**Complete the following:**
a: Using the text on Barabási's network papers, answer each of the following.
(i) What does the "Universality in Network Dynamics" paper assume about the entries of the local response matrix?
(ii) Who immediately refuted the practical applications of the BA model?
(iii) What is the title of the paper by Reiko Tanaka that disputed Barabási's claim about metabolic networks?
b: Carry on the critique of Barabási's network papers from where it stops.

Unfortunately the problems in Barzel-Barabási spill over into a follow up article published by the duo: Barzel, Baruch, and Albert-László Barabási, “Universality in Network Dynamics.” Nature Physics 9 (2013). In the paper they assume that the local response matrix has entries that are all positive, i.e. they do not allow for inhibitory interactions. Such a restriction immediately renders the results of the paper, if they are to be believed, moot in terms of biological significance. Moreover, the restrictions on S appear to be imposed in order to provide approximations to G that are unnecessary in light of (5). Given these immediate issues, we suspect that were we to read the Universality paper carefully, it is quite likely this post would have to be lengthened considerably.

These are not the first of Barabási’s papers to package meaningless and incoherent results in Nature/Science publications. In fact, there is a long history of Barabási publishing with fanfare in top journals only to have others respond by publishing technical comments on his papers, in many cases refuting completely the claims he makes. Unfortunately many of the critiques are not well known because they are rejected from the journals where Barabási is successful, and instead find their way to preprint servers or more specialized publications. Here is a partial list of Barabási finest and the response(s):

  1. Barabasi is famous for the “BA model”, proposed in Barabási and Albert ‘Emergence of Scaling in Random Networks“, Science, Vol. 286 15 October 1999, pp. 509-512. Lada Adamic and Bernardo Huberman immediately refuted the practical applications of the model. Moreover, as pointed out by Willinger, Alderson and Doyle, while it is true that scale-free networks exhibit some interesting mathematical properties (specifically they are resilient to random attack yet vulnerable to worst-case), even the math was not done by Barabási but by the combinatorialists Bollobás and Riordan.
  2. Barabási has has repeatedly claimed metabolic networks as prime examples of scale-free networks, starting with the paper Jeong et al., “The large-scale organization of metabolic networks“, Nature 407 (2000). This fact has been disputed and refuted in the paper Scale Rich Metabolic Networks by Reiko Tanaka.
  3. The issue of attack tolerance was the focus of Error and attack tolerance of complex networks by Réka Albert, Hawoong Jeong & Albert-László Barabási in Nature 406 (2000). John Doyle refuted the paper completely in this paper.

**Data segment:**
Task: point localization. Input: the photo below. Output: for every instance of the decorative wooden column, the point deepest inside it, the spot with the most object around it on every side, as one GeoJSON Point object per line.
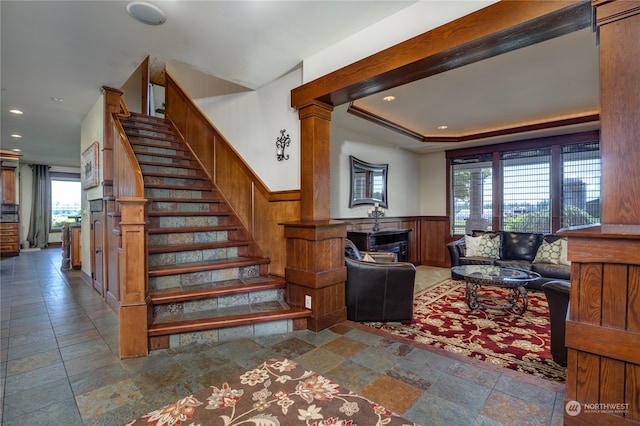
{"type": "Point", "coordinates": [603, 325]}
{"type": "Point", "coordinates": [315, 245]}
{"type": "Point", "coordinates": [134, 285]}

**Answers for each item:**
a:
(i) It assumes that all the entries are positive, so it does not allow for inhibitory interactions.
(ii) Lada Adamic and Bernardo Huberman.
(iii) Scale Rich Metabolic Networks.

b:
  4. In the paper “The origin of bursts and heavy tails in human dynamics” published in Nature 435 (2005) Barabási pretends to offer insights into the “bursty nature of human behavior” (by analyzing e-mail). In a follow up comment Daniel Stouffer, Dean Malmgren and Luis Amaral demonstrate that the reported power-law distributions are solely an artifact of the analysis of the empirical data and the proposed model is not representative of e-mail communication patterns.
  5. Venturing into the field of control theory, the paper “Controllability of complex networks” by Liu, Slotine and Barabási, Nature 473 (2011) argues that “sparse inhomogeneous networks, which emerge in many real complex systems, are the most difficult to control, but that dense and homogeneous networks can be controlled using a few driver nodes.” Not so. In a beautiful and strong rebuttal, Carl Bergstrom and colleagues show that a single control input applied to the power dominating set is all that is required for structural controllability of most, if not all networks. I have also blogged about this particular paper previously, explaining the Bergstrom result and why it reveals the Barabási paper to be a control theory embarrassment.

In other words, Barabási’s “work” is a regular feature in the journals Nature and Science despite the fact that many eminent scientists keep demonstrating that the network emperor has no clothes.

Post scriptum. After their paper was published, Barzel and Barabási issued a press release claiming that “their research moves the team a step closer in its quest to under­stand, pre­dict, and con­trol human disease.” The advertisment seems like an excellent candidate for Michael Eisen’s pressies.